■ **Consigne A**
Modifiez le passage de l'extrait cité allant de "Dans les librairies" jusqu'à "Torah et autres)..." en y remplaçant "ivraie" par "zizanie", puis recopiez-le.

§ §

Dans les librairies de l'édition indépendante, sur les sites d'édition en ligne et d'une manière générale, de tous les ouvrages qui sont publiés et diffusés (il y aurait environ 300000 manuscrits existants, sous diverses formes)... Comment les lecteurs qui achètent des livres en librairie ou lisent des livres “en ligne” peuvent-ils faire la différence entre le “grain et l'ivraie” alors que la “meule” en tournant à plein régime, produit toutes sortes de farines rendues bien souvent digestes par adjonction d'agents de synthèse, de texture et de saveur?

Voici donc la question fondamentale (et essentielle) qui se pose :

"Séparer le bon grain de l'ivraie"! Pour une fois je salue au passage la métaphore de Jésus dans le Nouveau Testament (comme quoi il y a aussi de la "philosophie" - et de la réalité - dans les écritures saintes - Bible, Livre de Mormon, Coran, Torah et autres)...

Certes, la question de la séparation du bon grain de l'ivraie demeure discutable (elle l'a toujours été d'ailleurs)...

Mais elle le reste : entière, insoluble et sans vraie réponse... D'autant plus que "Génies" et "Trouducs" sur Terra 1, se livrent une guerre éternelle, sans doute assez nombreux les uns et les autres...

En définitive, c'est dans l'aléatoire que ça se décide... Et l'aléatoire n'est peut-être pas "inintelligent"... Inorganisé,oui ; provoqué, souvent... Mais "intelligent" en fait... D'une intelligence qui nous étonne toujours, et qui nous dépasse...Et se "moque" bien de la dimension "temps", de nos repères, de nos valeurs et de nos habitudes...

Autrefois, je veux dire il y a au moins quelques dizaines d'années avant nous, et à plus forte raison aux 18èmes et 19èmes siècles ; c'était beaucoup plus simple! Il y avait d'un côté l'immense majorité des gens du peuple ne sachant ni lire ni écrire... Et d'un autre côté, quelques "intellectuels", généralement sinon presque toujours des gens de situation sociale privilégiée, des nobles, des personnes ayant eu une éducation par des précepteurs ou autres enseignants et professeurs de l'époque...

§ §

■ **Consigne B**
Repérez toutes les lignes contenant la chaîne "road", puis recopiez chacune d'elles.

§ §

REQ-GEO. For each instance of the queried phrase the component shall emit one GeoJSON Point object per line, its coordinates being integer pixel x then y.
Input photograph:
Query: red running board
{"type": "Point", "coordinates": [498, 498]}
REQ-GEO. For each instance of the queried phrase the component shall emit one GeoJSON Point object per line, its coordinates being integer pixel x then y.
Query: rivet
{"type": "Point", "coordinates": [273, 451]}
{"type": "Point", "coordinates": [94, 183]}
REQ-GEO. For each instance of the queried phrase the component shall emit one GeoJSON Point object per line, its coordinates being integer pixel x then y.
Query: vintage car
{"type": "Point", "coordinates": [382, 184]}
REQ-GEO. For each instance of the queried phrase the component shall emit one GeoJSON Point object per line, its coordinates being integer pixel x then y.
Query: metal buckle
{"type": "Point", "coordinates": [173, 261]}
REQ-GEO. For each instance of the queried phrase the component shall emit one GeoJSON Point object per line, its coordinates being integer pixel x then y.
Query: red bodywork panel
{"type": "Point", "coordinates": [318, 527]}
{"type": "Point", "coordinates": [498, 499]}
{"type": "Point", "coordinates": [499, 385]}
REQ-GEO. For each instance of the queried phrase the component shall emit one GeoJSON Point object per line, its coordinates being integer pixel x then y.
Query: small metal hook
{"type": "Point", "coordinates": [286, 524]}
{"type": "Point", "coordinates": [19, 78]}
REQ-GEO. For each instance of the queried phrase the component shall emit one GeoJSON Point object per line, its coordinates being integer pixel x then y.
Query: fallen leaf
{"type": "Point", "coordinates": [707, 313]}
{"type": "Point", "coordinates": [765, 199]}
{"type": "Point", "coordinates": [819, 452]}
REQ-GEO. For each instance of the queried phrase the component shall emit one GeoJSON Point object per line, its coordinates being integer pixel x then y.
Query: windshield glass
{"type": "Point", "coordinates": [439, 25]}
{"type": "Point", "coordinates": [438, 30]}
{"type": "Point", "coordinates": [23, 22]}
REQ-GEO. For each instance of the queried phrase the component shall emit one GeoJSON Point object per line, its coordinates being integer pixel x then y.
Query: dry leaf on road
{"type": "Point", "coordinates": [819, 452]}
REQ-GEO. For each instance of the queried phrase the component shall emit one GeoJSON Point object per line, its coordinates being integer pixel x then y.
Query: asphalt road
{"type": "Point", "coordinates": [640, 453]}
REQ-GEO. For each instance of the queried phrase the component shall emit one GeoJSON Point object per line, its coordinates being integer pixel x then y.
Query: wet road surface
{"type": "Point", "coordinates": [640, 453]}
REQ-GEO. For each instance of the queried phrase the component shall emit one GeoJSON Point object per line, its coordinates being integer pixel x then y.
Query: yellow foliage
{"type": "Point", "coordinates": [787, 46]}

§ §

■ **Réponse correcte A**
Dans les librairies de l'édition indépendante, sur les sites d'édition en ligne et d'une manière générale, de tous les ouvrages qui sont publiés et diffusés (il y aurait environ 300000 manuscrits existants, sous diverses formes)... Comment les lecteurs qui achètent des livres en librairie ou lisent des livres “en ligne” peuvent-ils faire la différence entre le “grain et l'zizanie” alors que la “meule” en tournant à plein régime, produit toutes sortes de farines rendues bien souvent digestes par adjonction d'agents de synthèse, de texture et de saveur?

Voici donc la question fondamentale (et essentielle) qui se pose :

"Séparer le bon grain de l'zizanie"! Pour une fois je salue au passage la métaphore de Jésus dans le Nouveau Testament (comme quoi il y a aussi de la "philosophie" - et de la réalité - dans les écritures saintes - Bible, Livre de Mormon, Coran, Torah et autres)...

■ **Réponse correcte B**
Query: dry leaf on road
Query: asphalt road
Query: wet road surface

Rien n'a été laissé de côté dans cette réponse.